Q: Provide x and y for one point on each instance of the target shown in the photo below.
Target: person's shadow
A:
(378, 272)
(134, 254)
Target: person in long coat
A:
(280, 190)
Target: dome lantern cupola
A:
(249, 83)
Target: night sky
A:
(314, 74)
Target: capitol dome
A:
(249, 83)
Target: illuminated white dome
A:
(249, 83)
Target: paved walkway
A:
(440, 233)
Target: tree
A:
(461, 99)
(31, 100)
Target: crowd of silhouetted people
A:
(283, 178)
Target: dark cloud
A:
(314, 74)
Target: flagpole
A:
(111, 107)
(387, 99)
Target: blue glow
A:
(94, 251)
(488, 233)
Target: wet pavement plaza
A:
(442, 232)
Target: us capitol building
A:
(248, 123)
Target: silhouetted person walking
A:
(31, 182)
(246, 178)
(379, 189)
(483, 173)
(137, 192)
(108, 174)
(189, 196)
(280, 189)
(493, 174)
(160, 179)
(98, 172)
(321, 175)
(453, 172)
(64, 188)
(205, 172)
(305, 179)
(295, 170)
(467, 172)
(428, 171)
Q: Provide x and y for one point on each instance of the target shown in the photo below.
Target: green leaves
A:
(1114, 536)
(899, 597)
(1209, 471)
....................
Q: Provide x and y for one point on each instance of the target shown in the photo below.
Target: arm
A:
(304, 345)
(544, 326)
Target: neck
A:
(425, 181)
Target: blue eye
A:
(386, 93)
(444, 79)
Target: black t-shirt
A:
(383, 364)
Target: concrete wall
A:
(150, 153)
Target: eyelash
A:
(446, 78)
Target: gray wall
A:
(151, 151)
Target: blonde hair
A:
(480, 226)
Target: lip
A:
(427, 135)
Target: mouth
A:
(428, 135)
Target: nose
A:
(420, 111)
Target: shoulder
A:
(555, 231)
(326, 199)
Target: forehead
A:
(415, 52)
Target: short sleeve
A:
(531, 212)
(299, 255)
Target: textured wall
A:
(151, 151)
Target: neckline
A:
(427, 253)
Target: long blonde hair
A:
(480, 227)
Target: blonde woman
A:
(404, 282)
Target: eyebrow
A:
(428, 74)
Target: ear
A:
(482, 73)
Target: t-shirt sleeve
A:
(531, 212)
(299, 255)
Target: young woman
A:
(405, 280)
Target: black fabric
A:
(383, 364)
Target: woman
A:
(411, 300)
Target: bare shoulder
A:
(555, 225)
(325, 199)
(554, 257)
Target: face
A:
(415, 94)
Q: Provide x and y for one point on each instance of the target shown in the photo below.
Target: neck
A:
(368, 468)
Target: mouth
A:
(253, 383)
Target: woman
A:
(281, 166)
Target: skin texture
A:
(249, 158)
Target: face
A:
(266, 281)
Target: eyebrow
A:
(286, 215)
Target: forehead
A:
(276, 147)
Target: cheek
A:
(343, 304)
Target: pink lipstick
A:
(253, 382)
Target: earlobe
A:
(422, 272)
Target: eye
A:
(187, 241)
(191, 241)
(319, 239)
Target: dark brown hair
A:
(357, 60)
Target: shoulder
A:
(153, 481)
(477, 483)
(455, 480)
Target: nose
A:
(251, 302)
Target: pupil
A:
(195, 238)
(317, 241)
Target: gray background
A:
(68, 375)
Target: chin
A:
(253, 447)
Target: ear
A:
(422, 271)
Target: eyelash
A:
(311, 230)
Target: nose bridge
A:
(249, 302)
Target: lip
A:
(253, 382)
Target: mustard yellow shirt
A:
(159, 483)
....................
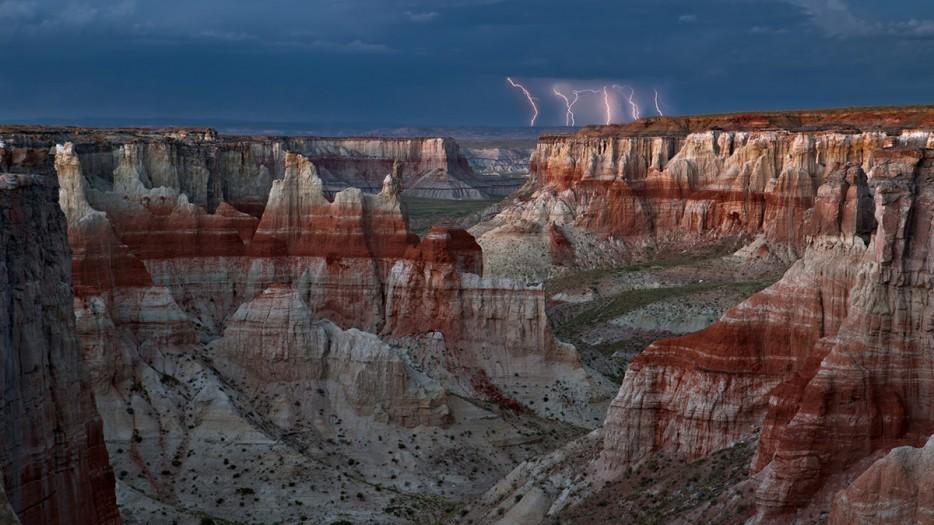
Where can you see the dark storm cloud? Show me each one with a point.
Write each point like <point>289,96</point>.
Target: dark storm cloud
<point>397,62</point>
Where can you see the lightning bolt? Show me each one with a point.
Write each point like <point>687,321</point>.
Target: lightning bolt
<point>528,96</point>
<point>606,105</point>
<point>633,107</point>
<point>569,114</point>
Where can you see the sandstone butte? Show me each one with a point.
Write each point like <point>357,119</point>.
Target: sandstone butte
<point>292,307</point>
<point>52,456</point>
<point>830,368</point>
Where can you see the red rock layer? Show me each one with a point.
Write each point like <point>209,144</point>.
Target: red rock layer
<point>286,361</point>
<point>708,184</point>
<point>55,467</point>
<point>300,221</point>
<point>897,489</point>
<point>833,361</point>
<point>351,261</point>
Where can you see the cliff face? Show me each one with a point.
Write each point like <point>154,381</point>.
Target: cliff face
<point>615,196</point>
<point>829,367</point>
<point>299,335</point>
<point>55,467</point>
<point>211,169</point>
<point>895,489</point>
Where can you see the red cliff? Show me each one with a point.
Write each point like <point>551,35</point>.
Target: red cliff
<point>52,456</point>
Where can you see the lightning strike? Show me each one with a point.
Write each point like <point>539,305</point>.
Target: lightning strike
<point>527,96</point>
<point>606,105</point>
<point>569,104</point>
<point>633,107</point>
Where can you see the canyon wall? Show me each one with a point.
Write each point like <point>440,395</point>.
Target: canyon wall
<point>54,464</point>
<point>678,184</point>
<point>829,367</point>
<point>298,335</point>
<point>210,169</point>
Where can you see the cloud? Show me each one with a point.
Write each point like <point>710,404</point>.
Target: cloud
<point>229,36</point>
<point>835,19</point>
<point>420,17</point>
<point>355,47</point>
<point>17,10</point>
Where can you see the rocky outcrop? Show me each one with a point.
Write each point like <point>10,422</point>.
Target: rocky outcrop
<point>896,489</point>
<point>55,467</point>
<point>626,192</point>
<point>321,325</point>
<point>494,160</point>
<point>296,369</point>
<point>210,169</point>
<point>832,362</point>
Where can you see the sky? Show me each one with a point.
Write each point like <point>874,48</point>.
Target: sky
....................
■ Task statement
Going through the data above, state how many lines include the word "like"; only that number is needed.

■ Task result
11